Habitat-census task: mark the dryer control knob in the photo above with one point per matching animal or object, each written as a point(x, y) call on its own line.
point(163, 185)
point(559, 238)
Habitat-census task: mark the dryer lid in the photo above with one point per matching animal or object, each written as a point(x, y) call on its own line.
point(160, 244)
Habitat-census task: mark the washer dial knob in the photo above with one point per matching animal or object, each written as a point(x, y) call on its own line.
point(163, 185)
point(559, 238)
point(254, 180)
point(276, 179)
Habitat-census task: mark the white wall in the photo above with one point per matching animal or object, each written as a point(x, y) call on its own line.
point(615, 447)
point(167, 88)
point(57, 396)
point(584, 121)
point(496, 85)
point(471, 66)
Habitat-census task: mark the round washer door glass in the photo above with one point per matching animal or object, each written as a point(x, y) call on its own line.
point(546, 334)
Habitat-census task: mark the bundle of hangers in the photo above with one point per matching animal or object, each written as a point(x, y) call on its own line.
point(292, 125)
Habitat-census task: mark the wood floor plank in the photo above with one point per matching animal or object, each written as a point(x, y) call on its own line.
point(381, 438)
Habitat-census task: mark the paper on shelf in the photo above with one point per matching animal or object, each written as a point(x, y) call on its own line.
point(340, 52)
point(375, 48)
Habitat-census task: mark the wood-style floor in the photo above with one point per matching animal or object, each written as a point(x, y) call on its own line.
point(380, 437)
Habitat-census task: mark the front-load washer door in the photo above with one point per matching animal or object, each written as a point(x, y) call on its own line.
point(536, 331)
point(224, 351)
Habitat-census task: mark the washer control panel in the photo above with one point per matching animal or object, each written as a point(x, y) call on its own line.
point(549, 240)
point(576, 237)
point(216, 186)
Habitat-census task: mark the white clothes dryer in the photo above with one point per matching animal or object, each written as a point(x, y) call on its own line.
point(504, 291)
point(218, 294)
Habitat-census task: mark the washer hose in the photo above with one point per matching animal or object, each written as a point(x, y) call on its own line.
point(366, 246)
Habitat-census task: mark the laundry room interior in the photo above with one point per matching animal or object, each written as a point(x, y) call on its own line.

______________________________

# Task prompt
Revise the records above by changing each occurrence of "Habitat-census task" to "Labeling task" and leaving every other word as it is.

# Response
Labeling task: mark the dryer control knob in the photo above with one point per matching animal or object, each written as a point(x, y) call on its own line.
point(163, 185)
point(559, 238)
Labeling task: mark the dryer lid in the photo above with one point per matching animal or object, each written as a point(x, y) call on its own line.
point(160, 244)
Labeling task: mark the washer dial knob in the photo above with one point per matching animal or object, each written as a point(x, y) call on its own line.
point(163, 185)
point(559, 238)
point(254, 180)
point(276, 179)
Labeling task: mark the white wall in the photo above with one point per matching animal or object, each written as a point(x, y) call on its own line.
point(615, 447)
point(167, 88)
point(57, 396)
point(584, 121)
point(496, 85)
point(471, 66)
Labeling task: mark the round washer door glass in the photo above with one point per matching animal or object, each written as a point(x, y) call on its own line.
point(546, 334)
Labeling task: mark the bundle of hangers in the photo above with one point per matching animal or object, each written as a point(x, y) call on its own line.
point(292, 125)
Labeling task: mark the wood floor plank in the photo above with one point per matching animal or object, each written as a point(x, y) call on its own line.
point(381, 438)
Labeling task: mark the paper on shelf in the photo above with one point per matching animal or object, each written as a point(x, y) call on its own line.
point(340, 52)
point(375, 48)
Labeling task: mark the wood-style floor in the photo above with one point per matching animal or object, each written as a point(x, y) call on its own line.
point(380, 437)
Labeling task: mark the front-load washer door in the photo above with one point per matching animal or object, each written as a point(x, y) call on its own line.
point(536, 331)
point(224, 351)
Labeling task: mark the washer control panel in the photo above with one point per matching animal or object, each written as a point(x, y) call on its own line.
point(549, 240)
point(576, 237)
point(216, 186)
Labeling task: mark the white clothes dryer in the photo above with one point per matching animal or object, each written as a point(x, y) call on its own line.
point(504, 291)
point(218, 294)
Labeling task: mark the washer hose in the photo above with one point per matching animal or object, each written as a point(x, y) call on its own line.
point(366, 246)
Labeling task: mark the laundry room interior in the photo above with one point per matching animal or object, each written as a point(x, y) call on its own line.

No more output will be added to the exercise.